What is expected: Please pull out each line of the listing below that contains the word "head", and copy those lines.

########################################

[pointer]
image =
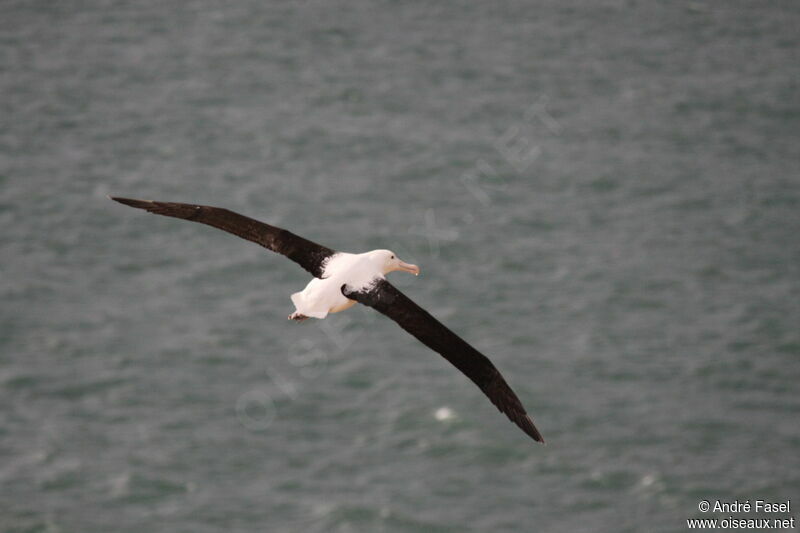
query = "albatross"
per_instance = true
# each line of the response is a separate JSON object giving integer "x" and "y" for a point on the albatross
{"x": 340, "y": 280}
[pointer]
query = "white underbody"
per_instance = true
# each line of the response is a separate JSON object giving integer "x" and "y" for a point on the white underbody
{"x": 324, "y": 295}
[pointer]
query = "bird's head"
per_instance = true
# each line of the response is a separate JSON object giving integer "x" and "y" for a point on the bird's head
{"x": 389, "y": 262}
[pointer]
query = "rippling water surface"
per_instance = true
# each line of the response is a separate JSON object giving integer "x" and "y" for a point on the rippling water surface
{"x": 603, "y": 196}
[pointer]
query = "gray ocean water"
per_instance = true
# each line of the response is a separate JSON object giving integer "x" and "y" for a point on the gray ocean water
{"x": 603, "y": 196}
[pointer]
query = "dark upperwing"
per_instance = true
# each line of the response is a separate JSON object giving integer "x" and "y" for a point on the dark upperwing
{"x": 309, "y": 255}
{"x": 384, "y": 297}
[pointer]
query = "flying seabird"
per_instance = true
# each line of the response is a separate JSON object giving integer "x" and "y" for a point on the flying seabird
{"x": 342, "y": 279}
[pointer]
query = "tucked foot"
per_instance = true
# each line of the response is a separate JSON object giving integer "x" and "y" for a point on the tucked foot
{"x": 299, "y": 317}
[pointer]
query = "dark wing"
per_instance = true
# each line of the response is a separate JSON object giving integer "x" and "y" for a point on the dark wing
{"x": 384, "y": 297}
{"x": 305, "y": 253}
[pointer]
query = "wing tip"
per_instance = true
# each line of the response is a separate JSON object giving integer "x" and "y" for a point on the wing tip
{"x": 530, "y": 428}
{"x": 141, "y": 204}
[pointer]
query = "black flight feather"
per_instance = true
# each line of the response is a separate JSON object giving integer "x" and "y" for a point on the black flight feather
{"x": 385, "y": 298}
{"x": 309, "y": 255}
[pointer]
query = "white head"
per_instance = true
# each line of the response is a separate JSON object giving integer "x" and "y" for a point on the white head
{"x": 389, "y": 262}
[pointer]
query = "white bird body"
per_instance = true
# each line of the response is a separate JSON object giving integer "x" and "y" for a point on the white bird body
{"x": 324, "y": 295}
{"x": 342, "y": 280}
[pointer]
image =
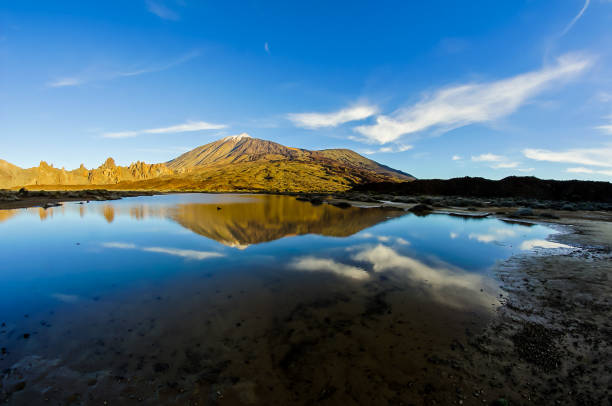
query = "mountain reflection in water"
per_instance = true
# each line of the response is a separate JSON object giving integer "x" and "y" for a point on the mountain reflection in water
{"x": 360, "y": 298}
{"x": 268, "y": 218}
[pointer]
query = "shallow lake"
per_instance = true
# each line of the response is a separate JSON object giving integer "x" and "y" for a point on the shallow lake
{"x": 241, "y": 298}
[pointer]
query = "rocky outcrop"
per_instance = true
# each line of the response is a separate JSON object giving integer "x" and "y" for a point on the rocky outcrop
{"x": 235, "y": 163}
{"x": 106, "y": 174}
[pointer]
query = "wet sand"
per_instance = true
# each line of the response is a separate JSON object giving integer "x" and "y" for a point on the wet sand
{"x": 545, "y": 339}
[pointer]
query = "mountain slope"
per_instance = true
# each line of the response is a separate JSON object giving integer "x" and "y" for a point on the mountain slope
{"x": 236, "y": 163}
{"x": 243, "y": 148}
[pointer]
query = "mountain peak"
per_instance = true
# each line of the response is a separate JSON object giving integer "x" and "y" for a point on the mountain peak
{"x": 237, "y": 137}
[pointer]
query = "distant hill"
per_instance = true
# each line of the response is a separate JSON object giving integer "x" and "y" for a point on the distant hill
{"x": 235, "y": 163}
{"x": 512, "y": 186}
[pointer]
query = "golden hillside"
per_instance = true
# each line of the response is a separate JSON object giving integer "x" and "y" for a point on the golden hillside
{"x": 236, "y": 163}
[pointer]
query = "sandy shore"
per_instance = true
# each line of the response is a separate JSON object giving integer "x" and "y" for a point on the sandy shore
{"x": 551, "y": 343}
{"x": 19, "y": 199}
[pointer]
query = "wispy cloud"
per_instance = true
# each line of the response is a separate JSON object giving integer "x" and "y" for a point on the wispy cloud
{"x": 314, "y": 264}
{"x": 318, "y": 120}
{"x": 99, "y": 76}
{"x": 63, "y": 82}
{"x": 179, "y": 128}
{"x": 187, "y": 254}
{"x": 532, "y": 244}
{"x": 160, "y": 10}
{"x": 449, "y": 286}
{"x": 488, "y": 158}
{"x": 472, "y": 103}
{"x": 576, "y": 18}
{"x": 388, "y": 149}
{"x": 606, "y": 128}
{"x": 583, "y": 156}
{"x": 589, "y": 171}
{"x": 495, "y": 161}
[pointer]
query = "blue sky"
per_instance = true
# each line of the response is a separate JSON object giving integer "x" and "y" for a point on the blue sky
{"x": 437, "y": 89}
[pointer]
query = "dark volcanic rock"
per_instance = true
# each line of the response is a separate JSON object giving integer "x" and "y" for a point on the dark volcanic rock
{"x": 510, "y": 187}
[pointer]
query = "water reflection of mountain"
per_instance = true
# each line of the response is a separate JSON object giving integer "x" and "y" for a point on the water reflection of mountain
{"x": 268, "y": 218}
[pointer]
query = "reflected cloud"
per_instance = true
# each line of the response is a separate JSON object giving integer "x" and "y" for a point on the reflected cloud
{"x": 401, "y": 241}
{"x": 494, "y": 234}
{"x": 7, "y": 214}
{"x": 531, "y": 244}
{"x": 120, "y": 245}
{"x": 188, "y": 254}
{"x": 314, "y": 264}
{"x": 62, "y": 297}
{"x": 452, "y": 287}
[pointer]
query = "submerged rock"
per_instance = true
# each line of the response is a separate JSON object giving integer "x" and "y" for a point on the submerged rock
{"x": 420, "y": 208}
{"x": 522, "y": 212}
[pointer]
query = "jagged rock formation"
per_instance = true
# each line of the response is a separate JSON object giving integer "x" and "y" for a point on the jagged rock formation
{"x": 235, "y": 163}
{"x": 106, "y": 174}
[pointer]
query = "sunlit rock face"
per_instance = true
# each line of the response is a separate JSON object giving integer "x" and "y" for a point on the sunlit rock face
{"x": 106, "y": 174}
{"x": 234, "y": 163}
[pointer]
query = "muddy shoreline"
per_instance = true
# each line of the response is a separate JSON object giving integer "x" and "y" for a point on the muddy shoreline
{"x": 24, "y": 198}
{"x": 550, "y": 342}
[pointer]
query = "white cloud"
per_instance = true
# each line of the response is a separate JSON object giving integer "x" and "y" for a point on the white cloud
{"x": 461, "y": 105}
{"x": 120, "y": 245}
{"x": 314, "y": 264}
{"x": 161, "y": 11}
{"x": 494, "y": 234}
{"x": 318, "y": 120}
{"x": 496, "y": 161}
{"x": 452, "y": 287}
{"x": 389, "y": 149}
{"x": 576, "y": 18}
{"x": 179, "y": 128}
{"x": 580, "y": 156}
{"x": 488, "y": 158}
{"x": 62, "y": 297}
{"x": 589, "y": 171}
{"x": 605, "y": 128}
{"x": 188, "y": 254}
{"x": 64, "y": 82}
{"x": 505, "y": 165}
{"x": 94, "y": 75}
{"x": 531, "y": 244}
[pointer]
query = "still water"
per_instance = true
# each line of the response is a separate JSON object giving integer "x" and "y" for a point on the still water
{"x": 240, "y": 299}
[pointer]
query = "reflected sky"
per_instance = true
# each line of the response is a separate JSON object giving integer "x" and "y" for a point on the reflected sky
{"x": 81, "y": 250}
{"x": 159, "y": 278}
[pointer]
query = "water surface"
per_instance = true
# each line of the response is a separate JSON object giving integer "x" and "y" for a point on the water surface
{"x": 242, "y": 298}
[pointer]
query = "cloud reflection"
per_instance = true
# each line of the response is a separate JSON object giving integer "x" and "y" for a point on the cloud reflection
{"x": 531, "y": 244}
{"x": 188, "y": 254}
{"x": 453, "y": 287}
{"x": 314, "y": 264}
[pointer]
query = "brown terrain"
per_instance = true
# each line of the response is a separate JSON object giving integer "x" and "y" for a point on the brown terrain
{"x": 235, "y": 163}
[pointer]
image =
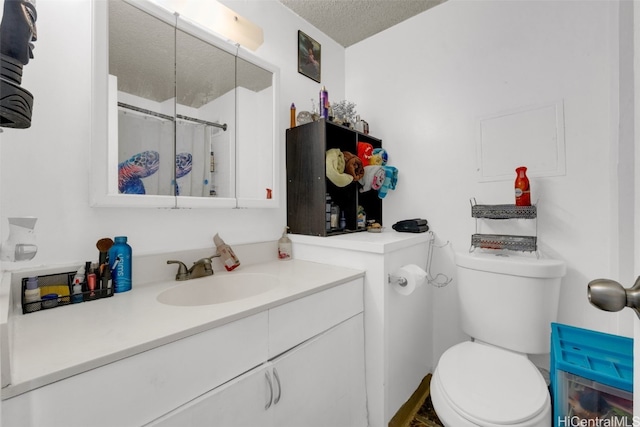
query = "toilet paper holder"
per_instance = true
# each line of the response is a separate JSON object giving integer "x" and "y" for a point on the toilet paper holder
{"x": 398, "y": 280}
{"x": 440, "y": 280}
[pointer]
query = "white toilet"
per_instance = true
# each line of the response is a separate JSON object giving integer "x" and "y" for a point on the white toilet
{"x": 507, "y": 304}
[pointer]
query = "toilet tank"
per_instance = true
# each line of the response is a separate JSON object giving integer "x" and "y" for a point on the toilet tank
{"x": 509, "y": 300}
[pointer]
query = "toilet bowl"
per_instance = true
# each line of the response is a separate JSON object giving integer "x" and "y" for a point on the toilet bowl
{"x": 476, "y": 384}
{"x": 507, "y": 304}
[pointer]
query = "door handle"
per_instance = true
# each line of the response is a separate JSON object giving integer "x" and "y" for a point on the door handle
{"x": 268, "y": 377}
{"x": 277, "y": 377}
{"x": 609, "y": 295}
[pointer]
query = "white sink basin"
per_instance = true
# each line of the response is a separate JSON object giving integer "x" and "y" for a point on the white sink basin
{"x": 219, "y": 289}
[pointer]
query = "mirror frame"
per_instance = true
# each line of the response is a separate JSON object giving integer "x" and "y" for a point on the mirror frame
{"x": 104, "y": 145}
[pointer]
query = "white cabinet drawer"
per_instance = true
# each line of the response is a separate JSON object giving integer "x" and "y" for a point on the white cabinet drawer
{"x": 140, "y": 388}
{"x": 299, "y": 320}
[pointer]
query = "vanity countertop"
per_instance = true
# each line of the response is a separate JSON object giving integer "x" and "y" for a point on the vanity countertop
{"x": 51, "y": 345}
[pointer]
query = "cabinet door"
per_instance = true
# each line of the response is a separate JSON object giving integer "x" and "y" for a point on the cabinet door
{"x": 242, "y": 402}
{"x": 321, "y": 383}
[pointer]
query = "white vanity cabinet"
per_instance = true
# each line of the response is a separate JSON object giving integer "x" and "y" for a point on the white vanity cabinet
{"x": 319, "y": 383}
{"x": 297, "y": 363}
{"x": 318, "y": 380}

########################################

Output for this task:
query = "bird's head"
# each line of the response is a separate JSON object giving integer "x" and "y" for a point on the bird's head
query = "white head"
# each line of the response is a separate JSON object giving integer "x" and "y" for a point on the white head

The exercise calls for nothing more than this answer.